:: SOURCE DOCUMENT ::
----
Fragrance Seasonality Is a Constructed Category
If you’re fairly new FragTown, you might not know that seasonal fragrances are of relatively recent vintage.
I began collecting fragrances in the early 80s, and there was no such thing as a summer or winter fragrance. We wore the same fragrances year-round. I wore the masterpiece pine-heavy Polo (now Polo “green”) in the heavy heat and humidity of northern Ohio summers, just as I did Aramis and Kouros. Everybody else in the fragrance game did also.
There were no blues, “freshies,” or gourmands.
I’m very happy with the multiplicity fragrances today – let me correct that: I’m very happy with the multiplicity of good fragrances today and abhor the multiplicity of bad fragrances today. I can assure you that not just numerically but proportionately there are many more bad fragrances today than there were in the 80s.
The idea that some fragrances work better in different weather and climates and seasons is (mostly) a constructed category. It is true that, say, amber-heavy fragrances might radiate off your skin better in cold weather, but this doesn’t mean they should be limited to the winter.
Nor does it mean that if you love Bleu De Chanel EDT or Tom Ford’s Neroli Portofino, you should not wear either when it’s below zero.
Fragrances are seasonally inappropriate only when we have bought stock in the constructed reality of seasonal fragrances.
----
:: DIRECTIVES ::
**a.** Reproduce the fragrance essay from "There were no" to "it’s below zero.", switching "cold weather" to "chilly weather".
**b.** Condense the paragraph of the fragrance essay that begins "I began collecting fragrances" into two or three sentences, keeping its main facts.
The records that follow are a separate body of material, unrelated to the fragrance essay.

Location annotation dataset excerpts
----
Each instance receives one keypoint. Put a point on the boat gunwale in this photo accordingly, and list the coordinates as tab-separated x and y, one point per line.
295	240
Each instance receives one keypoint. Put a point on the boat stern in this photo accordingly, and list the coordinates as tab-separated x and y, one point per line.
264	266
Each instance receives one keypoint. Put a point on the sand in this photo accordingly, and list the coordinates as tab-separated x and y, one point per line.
----
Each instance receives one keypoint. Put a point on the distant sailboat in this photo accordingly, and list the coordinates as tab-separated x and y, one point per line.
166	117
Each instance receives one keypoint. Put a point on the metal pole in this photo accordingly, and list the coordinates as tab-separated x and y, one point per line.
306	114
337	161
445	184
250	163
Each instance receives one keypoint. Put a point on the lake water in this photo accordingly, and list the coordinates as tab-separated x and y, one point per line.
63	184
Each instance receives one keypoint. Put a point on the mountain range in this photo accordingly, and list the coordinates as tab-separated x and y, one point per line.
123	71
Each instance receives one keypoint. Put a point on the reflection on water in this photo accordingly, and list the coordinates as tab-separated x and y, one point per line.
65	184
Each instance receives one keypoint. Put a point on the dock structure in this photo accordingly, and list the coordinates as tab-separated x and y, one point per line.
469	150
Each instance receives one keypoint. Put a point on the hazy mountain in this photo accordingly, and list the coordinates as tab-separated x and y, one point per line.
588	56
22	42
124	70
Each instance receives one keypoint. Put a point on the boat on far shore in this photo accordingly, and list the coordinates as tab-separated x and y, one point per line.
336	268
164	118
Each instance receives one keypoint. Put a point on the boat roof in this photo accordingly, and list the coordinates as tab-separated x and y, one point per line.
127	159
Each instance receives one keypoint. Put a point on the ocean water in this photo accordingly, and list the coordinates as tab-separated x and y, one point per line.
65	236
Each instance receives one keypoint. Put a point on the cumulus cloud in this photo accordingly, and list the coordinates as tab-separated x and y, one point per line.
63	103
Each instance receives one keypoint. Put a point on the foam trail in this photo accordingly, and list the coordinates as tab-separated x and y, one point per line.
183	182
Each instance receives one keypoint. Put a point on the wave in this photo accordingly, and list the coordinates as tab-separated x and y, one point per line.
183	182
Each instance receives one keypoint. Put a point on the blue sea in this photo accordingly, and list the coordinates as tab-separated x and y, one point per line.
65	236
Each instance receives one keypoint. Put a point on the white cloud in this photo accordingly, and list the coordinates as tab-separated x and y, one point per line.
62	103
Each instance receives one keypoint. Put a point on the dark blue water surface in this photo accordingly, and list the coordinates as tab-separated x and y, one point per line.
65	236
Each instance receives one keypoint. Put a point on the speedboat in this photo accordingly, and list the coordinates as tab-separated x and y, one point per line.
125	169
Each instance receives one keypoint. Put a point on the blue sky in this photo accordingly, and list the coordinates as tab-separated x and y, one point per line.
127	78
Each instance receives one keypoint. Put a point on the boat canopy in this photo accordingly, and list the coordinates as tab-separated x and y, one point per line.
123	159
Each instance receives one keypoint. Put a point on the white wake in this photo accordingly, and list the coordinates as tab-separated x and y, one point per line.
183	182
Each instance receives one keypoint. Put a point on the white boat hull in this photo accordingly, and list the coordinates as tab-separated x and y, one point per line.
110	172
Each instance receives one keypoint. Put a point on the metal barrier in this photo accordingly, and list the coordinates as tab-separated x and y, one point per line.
----
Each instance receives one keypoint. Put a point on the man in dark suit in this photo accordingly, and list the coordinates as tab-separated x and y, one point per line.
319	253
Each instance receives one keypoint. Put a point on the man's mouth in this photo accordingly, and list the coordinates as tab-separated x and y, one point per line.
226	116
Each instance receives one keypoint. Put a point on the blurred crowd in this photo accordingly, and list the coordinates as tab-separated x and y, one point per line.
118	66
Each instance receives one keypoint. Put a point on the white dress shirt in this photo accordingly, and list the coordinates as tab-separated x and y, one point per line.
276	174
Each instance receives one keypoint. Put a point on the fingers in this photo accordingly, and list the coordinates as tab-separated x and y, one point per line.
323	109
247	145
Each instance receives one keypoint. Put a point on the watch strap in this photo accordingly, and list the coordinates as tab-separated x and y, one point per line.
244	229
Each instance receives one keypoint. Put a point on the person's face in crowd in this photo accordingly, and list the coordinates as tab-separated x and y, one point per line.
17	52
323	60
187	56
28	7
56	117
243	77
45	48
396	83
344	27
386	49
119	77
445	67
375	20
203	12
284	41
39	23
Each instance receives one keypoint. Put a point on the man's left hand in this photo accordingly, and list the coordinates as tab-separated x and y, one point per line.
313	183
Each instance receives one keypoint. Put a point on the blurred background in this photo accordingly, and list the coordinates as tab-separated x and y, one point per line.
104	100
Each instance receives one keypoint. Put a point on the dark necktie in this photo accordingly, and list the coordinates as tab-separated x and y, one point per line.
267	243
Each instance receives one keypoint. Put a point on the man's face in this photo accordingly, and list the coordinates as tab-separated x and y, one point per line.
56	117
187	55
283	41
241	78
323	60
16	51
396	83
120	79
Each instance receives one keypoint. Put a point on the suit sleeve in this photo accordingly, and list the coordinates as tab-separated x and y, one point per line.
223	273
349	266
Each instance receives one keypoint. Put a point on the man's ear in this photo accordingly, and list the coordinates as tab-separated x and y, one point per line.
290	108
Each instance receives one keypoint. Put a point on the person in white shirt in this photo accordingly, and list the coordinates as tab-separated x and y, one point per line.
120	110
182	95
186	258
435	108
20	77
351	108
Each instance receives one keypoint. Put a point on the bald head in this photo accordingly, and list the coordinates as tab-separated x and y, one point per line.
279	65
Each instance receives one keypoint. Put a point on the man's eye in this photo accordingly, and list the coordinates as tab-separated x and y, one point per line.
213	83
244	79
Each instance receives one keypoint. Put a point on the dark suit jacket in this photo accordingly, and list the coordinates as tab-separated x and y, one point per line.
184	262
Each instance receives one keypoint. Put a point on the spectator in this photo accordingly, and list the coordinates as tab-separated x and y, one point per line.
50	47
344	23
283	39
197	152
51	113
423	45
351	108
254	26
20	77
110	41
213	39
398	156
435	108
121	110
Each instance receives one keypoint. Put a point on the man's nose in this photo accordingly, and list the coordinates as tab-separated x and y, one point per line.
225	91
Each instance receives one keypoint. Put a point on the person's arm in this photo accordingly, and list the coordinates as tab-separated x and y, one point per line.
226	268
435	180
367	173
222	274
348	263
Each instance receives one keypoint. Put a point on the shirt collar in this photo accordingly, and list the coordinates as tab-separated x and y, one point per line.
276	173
----
:: RESULTS OF THE EXERCISE ::
**a.**
There were no blues, “freshies,” or gourmands.
I’m very happy with the multiplicity fragrances today – let me correct that: I’m very happy with the multiplicity of good fragrances today and abhor the multiplicity of bad fragrances today. I can assure you that not just numerically but proportionately there are many more bad fragrances today than there were in the 80s.
The idea that some fragrances work better in different weather and climates and seasons is (mostly) a constructed category. It is true that, say, amber-heavy fragrances might radiate off your skin better in chilly weather, but this doesn’t mean they should be limited to the winter.
Nor does it mean that if you love Bleu De Chanel EDT or Tom Ford’s Neroli Portofino, you should not wear either when it’s below zero.

**b.** When the writer began collecting fragrances in the early 80s, there were no summer or winter fragrances, and people wore the same scents all year. The writer wore Polo (now Polo "green"), Aramis and Kouros even through hot, humid northern Ohio summers, as everyone else in the fragrance game did.